- _Bounding-box listing_:
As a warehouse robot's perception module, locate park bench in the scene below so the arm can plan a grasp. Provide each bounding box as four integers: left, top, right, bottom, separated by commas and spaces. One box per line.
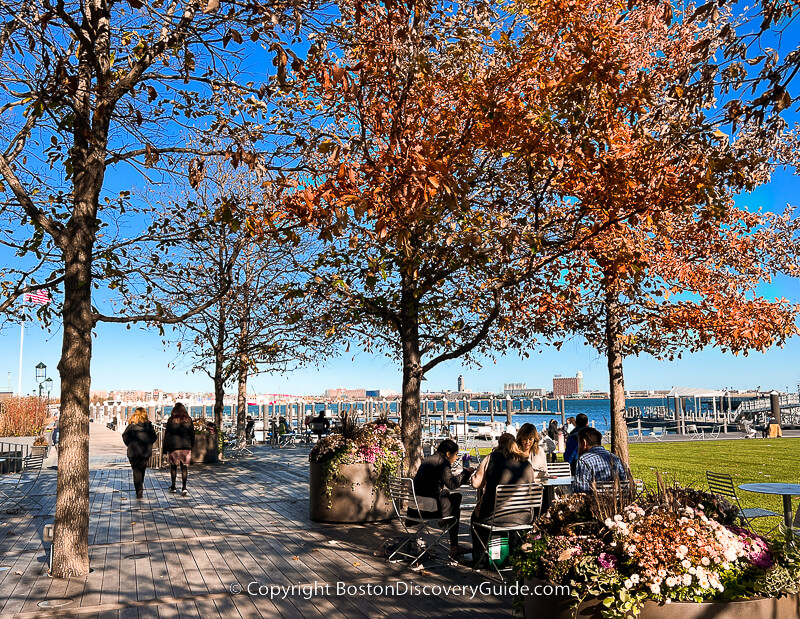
0, 455, 44, 512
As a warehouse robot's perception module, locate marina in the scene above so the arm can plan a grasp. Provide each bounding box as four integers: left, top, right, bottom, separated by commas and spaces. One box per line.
90, 387, 800, 441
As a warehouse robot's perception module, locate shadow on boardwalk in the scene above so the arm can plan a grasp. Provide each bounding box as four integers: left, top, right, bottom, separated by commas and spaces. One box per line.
0, 428, 511, 618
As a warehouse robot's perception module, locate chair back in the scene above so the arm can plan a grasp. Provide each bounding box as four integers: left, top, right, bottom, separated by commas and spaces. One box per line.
706, 471, 741, 508
547, 462, 572, 477
22, 454, 44, 477
389, 477, 419, 518
491, 483, 543, 526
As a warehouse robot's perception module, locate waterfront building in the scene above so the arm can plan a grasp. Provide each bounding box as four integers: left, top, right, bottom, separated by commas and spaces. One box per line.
553, 372, 583, 398
503, 383, 547, 398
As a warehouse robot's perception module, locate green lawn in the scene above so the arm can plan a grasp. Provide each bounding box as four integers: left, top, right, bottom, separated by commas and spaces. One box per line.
481, 438, 800, 531
630, 438, 800, 529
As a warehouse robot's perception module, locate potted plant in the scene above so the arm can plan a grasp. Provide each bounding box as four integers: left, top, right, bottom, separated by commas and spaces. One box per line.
512, 480, 800, 619
31, 434, 50, 457
308, 415, 404, 522
192, 419, 219, 464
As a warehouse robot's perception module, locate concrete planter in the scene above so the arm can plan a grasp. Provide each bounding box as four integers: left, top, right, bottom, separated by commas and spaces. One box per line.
309, 462, 394, 522
31, 445, 50, 458
525, 579, 800, 619
192, 432, 219, 464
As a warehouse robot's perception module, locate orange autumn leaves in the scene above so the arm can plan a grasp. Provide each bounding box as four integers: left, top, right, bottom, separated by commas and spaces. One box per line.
284, 0, 796, 354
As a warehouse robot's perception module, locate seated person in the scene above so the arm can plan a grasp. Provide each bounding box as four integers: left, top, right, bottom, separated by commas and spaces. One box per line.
244, 415, 256, 443
471, 434, 536, 567
516, 423, 547, 480
308, 409, 331, 438
572, 426, 628, 492
278, 415, 291, 434
564, 413, 592, 476
408, 439, 475, 557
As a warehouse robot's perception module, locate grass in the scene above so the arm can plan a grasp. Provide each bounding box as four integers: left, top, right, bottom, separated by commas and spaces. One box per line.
630, 438, 800, 529
481, 438, 800, 532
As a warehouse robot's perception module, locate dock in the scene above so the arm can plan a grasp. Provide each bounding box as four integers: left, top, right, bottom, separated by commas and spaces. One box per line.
0, 423, 512, 619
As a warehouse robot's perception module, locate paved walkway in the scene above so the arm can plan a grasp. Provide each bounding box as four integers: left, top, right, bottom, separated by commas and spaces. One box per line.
0, 424, 511, 618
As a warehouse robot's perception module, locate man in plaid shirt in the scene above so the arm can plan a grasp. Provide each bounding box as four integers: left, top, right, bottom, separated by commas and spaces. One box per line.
572, 427, 628, 492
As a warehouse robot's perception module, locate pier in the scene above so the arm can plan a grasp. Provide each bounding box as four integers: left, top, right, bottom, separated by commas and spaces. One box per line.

- _Task to complete_: Rewrite the lines between the one holding "As a warehouse robot's perception module, locate seated" and the one holding "572, 427, 628, 492", inclusive, swapping "grasp" for "lift" and leaving everything else the same.

- _Finished exercise_:
As a warehouse robot's perception module, locate seated person in the scene above so the arm can plan a lift. Provide each bounding box as four integers: left, top, right, bottom, separated by commas and spaces. One box per line.
244, 415, 256, 443
471, 434, 536, 567
516, 423, 547, 480
308, 409, 331, 438
572, 426, 628, 492
278, 415, 291, 434
564, 413, 592, 476
408, 439, 475, 557
As a warehouse robot's perception module, locate grass in the scene above so the arm can plan a lift. Provide each bounding box as four integers: left, top, right, bottom, separated by commas and spaces. One box per line.
630, 438, 800, 529
481, 438, 800, 532
As a warehouse robot's perception module, locate dock in the scene above so the arm can plan a lift. Provide each bounding box as four integers: left, top, right, bottom, separated by commas and spaces. One box per line.
0, 423, 512, 619
As a warehouse robot's perception module, locate paved walkway in the scene above so the arm can plan a lift. Provide each bounding box as four integers: left, top, right, bottom, separated by commas and spaces. One box per line.
0, 424, 511, 618
As a warehouse robot's perception module, locate man in plaid shirt in the scene above so the arm can plan a lift. Provide each bounding box as four integers: left, top, right, bottom, separated by commas and spaces. One box per line.
572, 427, 628, 492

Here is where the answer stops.